- _ЗАДАНИЯ_:
**a)** Перечислите всех людей, названных по имени или фамилии в отрывке о Вавилове и Бэтсоне.
**b)** Продолжите отрывок о Вавилове и Бэтсоне, начав сразу после его последнего предложения.

Годом раньше на средства, завещанные миллионером Джоном Иннесом, согласно его воле был создан Садоводственный институт. Авторитет профессора биологии Кембриджского университета Вильяма Бэтсона к этому времени был уже настолько велик, что его — зоолога по специальности — пригласили возглавить ботаническое учреждение Бэтсон превратил институт в генетический. Он развернул исследования в огромных масштабах, и к 1913 году, когда в Мертон приехал Вавилов, «это учреждение представляло собой большой европейский институт с прекрасной личной библиотекой Бэтсона».

В институте работало до 15 сотрудников — штат по тем временам огромный. Здесь разрабатывались самые различные темы и на самых различных биологических объектах — «от кур и канареек до льна и пшеницы».

 

 

Можно представить себе, с каким волнением ожидал Вавилов встречу с «первым апостолом нового учения», как назвал он впоследствии Бэтсона.

Как-то встретит его Бэтсон? Снизойдет ли с высоты своего величия к начинающему исследователю из далекой России? Заинтересуется ли его работами? Или отнесется с чопорной вежливостью, за которой едва скрывается холодное равнодушие?

И какую предложит тему?

Да, это самое важное какую предложит тему?

Ведь Вавилов уже два года занимался изучением иммунитета растений. Был увлечен проблемой и не хотел оставить ее. Тем более что важным разделом его исследований был вопрос о влиянии условий среды на восприимчивость растений к заболеваниям. В научной литературе Вавилов не нашел твердого ответа на этот вопрос. Одни ученые утверждали, что иммунитет — стойкий признак, условия среды на него не влияют; другие, в частности крупнейший селекционер, глава известной французской фирмы Филипп де Вильморен, доказывали, что иммунные в одной местности сорта поражаются при их переносе в другую местность. В вегетационном домике Петровки Вавилов ставил опыты, искусственно создавая для одних и тех же сортов растений разные условия: вносил неодинаковые дозы удобрений, накрывал сосуды стеклянными колпаками, создавая под ними атмосферу с разной степенью влажности. Тогда же его посевы появились в четырех губерниях России. Он установил: от изменения внешних условий поражаемость растений меняется, но столь незначительно, что на практике этим можно пренебречь. И вот теперь представлялся случай проверить это положение в Англии с ее очень влажным, а значит, особенно благоприятным для грибов-паразитов климатом.

- _ПРЕДСТАВЛЕННЫЕ МАТЕРИАЛЫ_:
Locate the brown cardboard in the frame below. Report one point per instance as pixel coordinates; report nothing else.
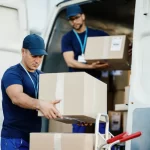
(119, 97)
(115, 120)
(111, 49)
(57, 141)
(59, 127)
(121, 81)
(82, 96)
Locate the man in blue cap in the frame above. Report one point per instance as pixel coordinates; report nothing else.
(19, 87)
(73, 45)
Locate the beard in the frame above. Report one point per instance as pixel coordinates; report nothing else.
(77, 27)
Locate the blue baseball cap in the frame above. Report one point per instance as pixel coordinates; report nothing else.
(73, 10)
(35, 44)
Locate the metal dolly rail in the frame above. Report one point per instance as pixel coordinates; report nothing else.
(107, 141)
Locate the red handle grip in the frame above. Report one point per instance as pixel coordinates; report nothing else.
(118, 137)
(132, 136)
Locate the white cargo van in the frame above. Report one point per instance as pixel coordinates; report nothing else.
(130, 17)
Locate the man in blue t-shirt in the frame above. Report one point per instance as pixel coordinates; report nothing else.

- _ОЖИДАЕМЫЕ ОТВЕТЫ_:
**a)** Джон Иннес, Вильям Бэтсон, Вавилов, Филипп де Вильморен.

**b)**
Он, видимо, приготовился выдержать бой с Бэтсоном. И вероятно, полагал, что бой будет нелегок. Так как знал, что ученик Бэтсона профессор Биффен давно уже работает над иммунитетом и Бэтсон вряд ли легко согласится, чтобы двое сотрудников делали одно и то же. Правда, у Биффена к проблеме слишком упрощенный подход. И выводы во многом ошибочны. Но в этом особая трудность предстоящего разговора. Не оскорбится ли «апостол» за своего ученика?..

К сожалению, о первой встрече Вавилова с Бэтсоном мы почти ничего не знаем и вообще мало знаем о его пребывании в Англии. Потому что плыл в Англию он не один, а вместе с Катей (это давало, между прочим, уверенность, что он не пропадет в чужой стране с плохим еще знанием английского языка: Катя на первых порах служила ему переводчиком); писем Николая к Кате за этот период, естественно, нет.

Все же — по тому, что впоследствии написал Вавилов, — можно предположить, что Бэтсон встретил его радушно.

А когда речь зашла о теме работы, Бэтсон, к удивлению Вавилова, стал в тупик! Позднее Вавилов понял, что, несмотря на большой размах исследований, в Садоводственном институте не было какой-то четкой системы, тематика работ никак не регламентировалась. Вавилов изложил своему новому учителю продуманную программу опытов. И вместо возражений прочел на лице Бэтсона откровенное облегчение: «апостола» освободили от трудной задачи.

Отношения Вавилова с Бэтсоном скоро переросли в личную дружбу. Когда подошло рождество, Бэтсон даже пригласил Вавилова к себе, хотя англичане проводят этот праздник в тесном семейном кругу. Бэтсон, видимо, понимал, как одиноко должно быть его русскому другу вдали от родины в тихие праздничные дни, тем более что Екатерины Николаевны, которая много ездила по стране, изучая английское земледелие, в это время не было в Мертоне. Правда, придя к Бэтсону, Вавилов скоро почувствовал себя не в своей тарелке. Обсуждать за праздничным столом научные проблемы было неуместно, а вести разговор о постороннем Вавилов не умел; к тому же он несвободно говорил по-английски. Беседа не клеилась, всем было неловко. Вавилов чувствовал себя лишним в семье Бэтсона и долго не мог придумать благовидного предлога, чтобы уйти.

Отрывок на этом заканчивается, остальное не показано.